To be done:
Reproduce the data below verbatim, keeping every line as it is.

— Start of Material provided —

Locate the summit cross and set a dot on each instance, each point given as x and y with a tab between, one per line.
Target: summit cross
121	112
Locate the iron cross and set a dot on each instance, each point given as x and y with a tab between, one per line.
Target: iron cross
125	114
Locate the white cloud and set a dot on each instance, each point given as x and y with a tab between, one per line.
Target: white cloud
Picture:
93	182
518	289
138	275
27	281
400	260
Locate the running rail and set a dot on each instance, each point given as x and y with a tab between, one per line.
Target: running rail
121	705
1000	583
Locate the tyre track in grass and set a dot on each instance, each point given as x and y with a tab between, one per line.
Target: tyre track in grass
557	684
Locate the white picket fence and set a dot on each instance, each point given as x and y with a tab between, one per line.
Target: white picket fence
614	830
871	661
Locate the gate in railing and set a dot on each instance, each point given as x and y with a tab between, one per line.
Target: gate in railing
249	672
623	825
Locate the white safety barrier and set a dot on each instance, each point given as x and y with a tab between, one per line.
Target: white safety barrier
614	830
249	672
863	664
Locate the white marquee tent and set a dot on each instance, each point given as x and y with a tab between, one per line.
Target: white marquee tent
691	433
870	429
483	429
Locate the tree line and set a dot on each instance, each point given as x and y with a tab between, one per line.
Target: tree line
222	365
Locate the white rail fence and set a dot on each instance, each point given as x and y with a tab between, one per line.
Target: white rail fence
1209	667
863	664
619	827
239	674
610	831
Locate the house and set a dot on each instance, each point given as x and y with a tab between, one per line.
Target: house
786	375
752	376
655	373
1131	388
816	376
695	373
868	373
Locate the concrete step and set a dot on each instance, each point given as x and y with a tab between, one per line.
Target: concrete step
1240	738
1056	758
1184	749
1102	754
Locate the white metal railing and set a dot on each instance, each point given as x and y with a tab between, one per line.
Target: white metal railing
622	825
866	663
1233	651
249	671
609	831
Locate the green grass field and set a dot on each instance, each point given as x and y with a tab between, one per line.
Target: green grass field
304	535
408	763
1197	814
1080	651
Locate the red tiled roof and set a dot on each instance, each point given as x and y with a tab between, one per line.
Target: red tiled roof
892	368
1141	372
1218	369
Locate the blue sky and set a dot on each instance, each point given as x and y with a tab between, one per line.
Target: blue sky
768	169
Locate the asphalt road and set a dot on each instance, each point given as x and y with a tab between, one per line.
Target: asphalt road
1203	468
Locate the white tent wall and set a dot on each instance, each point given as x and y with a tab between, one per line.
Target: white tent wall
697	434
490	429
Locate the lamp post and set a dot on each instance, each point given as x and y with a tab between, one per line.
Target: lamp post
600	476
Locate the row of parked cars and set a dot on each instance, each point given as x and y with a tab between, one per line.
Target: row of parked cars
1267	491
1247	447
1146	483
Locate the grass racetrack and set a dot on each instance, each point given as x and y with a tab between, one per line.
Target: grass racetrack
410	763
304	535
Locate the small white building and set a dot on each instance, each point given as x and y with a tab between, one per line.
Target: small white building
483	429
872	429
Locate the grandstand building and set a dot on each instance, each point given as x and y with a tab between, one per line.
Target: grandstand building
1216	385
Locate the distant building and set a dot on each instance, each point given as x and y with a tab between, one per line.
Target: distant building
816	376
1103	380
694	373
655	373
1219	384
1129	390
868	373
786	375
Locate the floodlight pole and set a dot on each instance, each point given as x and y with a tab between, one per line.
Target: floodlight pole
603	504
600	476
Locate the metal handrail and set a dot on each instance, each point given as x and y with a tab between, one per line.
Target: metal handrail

— End of Material provided —

Response to this exercise:
Locate the summit cross and set a dot on each instance, each point given as x and y with a tab between, one per line.
Target: summit cross
121	112
Locate the iron cross and set a dot on each instance, each point given as x and y with a tab between, one per line.
Target: iron cross
125	114
Locate the white cloud and set a dot on each instance, each point given as x and y with a tab between, one per line.
Target: white cloud
Picture:
93	182
518	289
138	275
27	281
400	260
Locate the running rail and set a dot on each instance, each point given as x and y with a tab between, one per line.
Target: running rail
121	705
1000	583
Locate the tyre track in grass and set a dot on each instance, each point given as x and y with a tab between, one per line.
Target: tyre track in grass
557	684
Locate the white picket fence and set a dot on each instance, each point given as x and y with a tab between, one per line.
Target: white picket fence
614	830
871	661
Locate the gate in railing and set a dot on each instance, each point given as x and y with a tab between, one per line.
Target: gate in railing
249	672
623	825
Locate the white safety barrier and set a dot on each instance, each point given as x and y with a tab between, one per line.
Target: white safety barrier
614	830
249	672
863	664
Locate the white marquee tent and set a dot on each instance, each point given as x and y with a tab between, one per line.
Target: white marquee tent
691	433
870	429
483	429
Locate the tree line and set a dot on each instance, each point given as x and y with a tab between, one per line.
Target: tree line
222	365
Locate the white rail fence and set a dot on each instance, each point given as x and y with a tab between, one per line.
Target: white rail fence
1209	667
863	664
619	827
239	674
610	831
Locate the house and set a dot on each instance, each point given as x and y with a tab between, one per line.
Target: house
786	375
752	376
655	373
1131	388
816	376
695	373
868	373
Locate the concrete step and set a dot on each instance, each point given as x and y with a tab between, one per line.
Target: concrete step
1240	738
1056	758
1184	749
1102	754
Locate the white metal railing and set a dot on each instance, each point given as x and y with a tab between, one per line.
Target: white metal railing
622	825
866	663
1233	651
249	671
609	831
Locate the green grass field and set a dot on each instance, each point given as x and y with a tab between, one per line.
Target: green grass field
304	535
408	763
1197	814
1080	651
Locate the red tiled roof and set a dot on each instance, each point given as x and y with a tab between, one per line.
Target: red tiled roof
892	368
1141	372
1218	369
Locate the blue sky and set a dot on each instance, each point given as x and y with a tab between, one per line.
Target: blue sky
768	169
Locate the asphalt road and set a dot on each instance, each point given as x and y with a tab between, one per line.
Target: asphalt road
1203	468
Locate the white tent wall and set a dot on each instance, each point given as x and y with a tab between, one per line.
Target: white tent wall
697	434
490	429
Locate the lamp post and set a dot on each instance, each point given as x and y with a tab between, one per line.
Target: lamp post
600	476
Locate the row of parked cars and set a dot on each instance, each point given as x and y with a tab between, one per line.
Target: row of parked cars
1267	491
1247	447
1146	483
Locate the grass racetrack and set a dot on each instance, each point given as x and y with a tab between, one per line.
Target: grass racetrack
410	763
304	535
Locate the small white building and set a dot on each instance, each point given as x and y with a tab between, one per line.
Target: small white building
483	429
872	429
Locate the grandstand building and set a dot on each instance, each point given as x and y with a tab between, one per line.
Target: grandstand building
1216	385
Locate the distant building and set a dot on each instance, each point given as x and y with a tab between, one per line.
Target: distant building
816	376
1103	380
694	373
655	373
1219	384
1129	390
868	373
786	375
Locate the floodlight pole and set a dot on each instance, each point given as x and y with a tab between, one per line.
Target: floodlight pole
603	504
600	476
Locate the metal handrail and set a dot on each instance, each point given as x and y with a tab between, one per line.
Target: metal handrail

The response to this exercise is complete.